Given entries START
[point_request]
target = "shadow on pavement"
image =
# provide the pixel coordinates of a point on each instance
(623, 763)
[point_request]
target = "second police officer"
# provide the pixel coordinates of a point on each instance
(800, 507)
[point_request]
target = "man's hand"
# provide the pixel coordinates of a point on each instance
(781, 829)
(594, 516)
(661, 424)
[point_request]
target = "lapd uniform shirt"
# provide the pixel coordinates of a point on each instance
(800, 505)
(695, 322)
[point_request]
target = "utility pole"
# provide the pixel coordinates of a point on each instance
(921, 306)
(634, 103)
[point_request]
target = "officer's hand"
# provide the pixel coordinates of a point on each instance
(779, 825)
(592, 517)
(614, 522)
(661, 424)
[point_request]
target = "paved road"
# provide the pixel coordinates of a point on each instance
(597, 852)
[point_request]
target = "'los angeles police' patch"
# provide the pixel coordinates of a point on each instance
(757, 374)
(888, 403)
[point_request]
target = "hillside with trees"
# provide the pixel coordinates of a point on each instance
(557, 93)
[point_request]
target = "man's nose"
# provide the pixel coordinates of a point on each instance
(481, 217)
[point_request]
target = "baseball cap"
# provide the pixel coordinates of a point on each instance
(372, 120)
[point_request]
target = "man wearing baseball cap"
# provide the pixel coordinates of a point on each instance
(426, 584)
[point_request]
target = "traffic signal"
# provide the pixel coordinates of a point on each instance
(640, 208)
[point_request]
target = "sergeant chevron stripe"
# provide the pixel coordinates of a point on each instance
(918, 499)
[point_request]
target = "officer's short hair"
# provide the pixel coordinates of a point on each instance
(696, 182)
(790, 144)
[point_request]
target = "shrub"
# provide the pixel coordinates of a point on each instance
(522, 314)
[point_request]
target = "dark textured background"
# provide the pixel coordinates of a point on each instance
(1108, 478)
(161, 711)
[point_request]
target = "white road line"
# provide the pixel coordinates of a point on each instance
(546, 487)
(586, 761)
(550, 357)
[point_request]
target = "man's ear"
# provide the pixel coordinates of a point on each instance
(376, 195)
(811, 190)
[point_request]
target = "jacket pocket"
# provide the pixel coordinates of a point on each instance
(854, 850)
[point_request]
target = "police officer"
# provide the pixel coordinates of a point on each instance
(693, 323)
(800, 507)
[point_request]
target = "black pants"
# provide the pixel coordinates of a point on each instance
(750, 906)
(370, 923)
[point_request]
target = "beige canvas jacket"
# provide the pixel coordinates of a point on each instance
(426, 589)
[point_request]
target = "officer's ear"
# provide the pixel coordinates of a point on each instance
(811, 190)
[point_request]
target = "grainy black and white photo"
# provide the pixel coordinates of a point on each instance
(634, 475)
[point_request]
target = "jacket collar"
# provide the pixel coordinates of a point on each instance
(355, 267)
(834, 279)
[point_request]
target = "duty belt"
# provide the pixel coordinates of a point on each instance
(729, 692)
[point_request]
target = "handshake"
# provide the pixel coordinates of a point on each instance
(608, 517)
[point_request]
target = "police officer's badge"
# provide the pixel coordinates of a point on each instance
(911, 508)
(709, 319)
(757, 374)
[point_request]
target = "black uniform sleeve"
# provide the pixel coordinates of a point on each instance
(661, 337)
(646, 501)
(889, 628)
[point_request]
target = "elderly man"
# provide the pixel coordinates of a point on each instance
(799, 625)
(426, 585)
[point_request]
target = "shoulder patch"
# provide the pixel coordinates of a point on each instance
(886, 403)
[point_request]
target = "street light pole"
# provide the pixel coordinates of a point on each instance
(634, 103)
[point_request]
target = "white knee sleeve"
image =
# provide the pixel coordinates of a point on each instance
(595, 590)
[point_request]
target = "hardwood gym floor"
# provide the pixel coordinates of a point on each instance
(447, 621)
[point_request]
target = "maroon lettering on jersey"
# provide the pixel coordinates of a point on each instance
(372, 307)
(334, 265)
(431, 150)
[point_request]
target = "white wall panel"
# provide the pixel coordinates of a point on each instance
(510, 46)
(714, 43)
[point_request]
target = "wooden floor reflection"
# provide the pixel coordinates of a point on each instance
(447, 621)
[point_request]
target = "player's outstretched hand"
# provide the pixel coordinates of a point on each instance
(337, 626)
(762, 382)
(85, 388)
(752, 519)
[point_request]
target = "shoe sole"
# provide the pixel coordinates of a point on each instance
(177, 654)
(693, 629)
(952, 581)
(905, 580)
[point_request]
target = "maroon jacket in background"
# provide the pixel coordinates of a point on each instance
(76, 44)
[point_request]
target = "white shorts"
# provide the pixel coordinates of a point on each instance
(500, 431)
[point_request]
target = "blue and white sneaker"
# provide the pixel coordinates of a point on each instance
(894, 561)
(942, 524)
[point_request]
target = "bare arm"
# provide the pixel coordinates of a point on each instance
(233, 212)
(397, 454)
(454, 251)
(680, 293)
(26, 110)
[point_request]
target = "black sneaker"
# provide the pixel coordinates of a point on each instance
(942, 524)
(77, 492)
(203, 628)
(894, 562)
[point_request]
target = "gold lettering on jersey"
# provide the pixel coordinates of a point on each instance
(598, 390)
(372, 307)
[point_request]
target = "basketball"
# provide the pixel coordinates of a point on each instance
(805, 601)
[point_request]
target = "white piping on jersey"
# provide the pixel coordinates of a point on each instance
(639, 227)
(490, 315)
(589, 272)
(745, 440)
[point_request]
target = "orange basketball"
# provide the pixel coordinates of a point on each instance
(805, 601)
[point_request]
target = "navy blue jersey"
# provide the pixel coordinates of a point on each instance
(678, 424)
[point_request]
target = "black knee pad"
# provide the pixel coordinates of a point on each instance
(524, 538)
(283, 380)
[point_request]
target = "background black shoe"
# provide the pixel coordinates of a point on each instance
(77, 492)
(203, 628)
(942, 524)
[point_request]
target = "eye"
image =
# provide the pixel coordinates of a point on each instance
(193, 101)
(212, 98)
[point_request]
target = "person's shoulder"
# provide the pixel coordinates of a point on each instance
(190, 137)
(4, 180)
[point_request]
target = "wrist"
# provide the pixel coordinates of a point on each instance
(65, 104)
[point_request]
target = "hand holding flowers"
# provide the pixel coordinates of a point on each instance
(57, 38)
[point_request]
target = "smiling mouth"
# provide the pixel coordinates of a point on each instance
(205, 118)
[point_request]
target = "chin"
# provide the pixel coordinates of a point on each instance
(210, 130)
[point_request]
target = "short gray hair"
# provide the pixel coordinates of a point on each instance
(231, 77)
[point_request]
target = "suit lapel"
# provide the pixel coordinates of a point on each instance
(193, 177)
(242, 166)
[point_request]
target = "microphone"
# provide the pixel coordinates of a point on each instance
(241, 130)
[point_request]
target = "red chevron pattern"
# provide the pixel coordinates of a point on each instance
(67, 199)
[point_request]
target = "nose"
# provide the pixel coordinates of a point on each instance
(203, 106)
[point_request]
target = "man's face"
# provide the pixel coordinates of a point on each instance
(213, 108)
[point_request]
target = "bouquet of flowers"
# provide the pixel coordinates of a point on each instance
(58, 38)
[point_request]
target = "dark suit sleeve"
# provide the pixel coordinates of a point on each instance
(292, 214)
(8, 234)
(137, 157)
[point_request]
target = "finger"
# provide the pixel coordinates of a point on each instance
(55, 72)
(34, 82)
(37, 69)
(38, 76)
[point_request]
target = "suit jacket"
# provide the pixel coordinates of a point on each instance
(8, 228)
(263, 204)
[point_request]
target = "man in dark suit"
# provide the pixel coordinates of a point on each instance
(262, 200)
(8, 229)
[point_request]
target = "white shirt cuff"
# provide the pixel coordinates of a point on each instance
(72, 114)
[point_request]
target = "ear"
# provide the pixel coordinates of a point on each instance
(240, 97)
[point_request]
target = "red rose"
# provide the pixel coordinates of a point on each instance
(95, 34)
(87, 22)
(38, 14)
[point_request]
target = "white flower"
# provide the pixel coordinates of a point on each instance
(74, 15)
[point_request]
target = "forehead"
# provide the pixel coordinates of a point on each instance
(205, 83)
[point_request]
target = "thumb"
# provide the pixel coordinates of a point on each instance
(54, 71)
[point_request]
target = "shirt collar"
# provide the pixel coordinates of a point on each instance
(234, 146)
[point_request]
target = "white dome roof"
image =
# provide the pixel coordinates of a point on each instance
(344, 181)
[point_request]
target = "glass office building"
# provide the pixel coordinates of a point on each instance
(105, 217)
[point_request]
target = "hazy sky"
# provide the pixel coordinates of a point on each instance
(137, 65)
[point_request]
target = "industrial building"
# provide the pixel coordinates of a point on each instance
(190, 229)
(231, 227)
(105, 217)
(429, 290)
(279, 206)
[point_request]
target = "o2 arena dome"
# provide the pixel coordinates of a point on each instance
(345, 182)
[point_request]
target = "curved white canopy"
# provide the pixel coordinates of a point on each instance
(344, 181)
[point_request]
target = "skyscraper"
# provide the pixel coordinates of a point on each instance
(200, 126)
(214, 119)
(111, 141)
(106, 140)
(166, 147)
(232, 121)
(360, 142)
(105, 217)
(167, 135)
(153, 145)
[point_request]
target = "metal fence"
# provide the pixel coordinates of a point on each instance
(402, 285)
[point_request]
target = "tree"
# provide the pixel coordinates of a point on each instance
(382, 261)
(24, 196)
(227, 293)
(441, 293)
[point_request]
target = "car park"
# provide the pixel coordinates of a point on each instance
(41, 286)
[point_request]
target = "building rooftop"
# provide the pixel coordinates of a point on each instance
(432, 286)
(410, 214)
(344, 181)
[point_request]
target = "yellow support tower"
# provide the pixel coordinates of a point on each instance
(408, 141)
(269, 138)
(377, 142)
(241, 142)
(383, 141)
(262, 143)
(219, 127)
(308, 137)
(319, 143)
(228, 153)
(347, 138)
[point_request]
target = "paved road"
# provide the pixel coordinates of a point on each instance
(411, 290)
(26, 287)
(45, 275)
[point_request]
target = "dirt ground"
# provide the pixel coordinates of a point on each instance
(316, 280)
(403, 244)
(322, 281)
Given entries END
## What the task asks
Copy each line holding "black" from the material above.

## Reply to the task
target = "black pants"
target = "grainy black and white photo"
target = "black uniform sleeve"
target = "black sneaker"
target = "black knee pad"
target = "background black shoe"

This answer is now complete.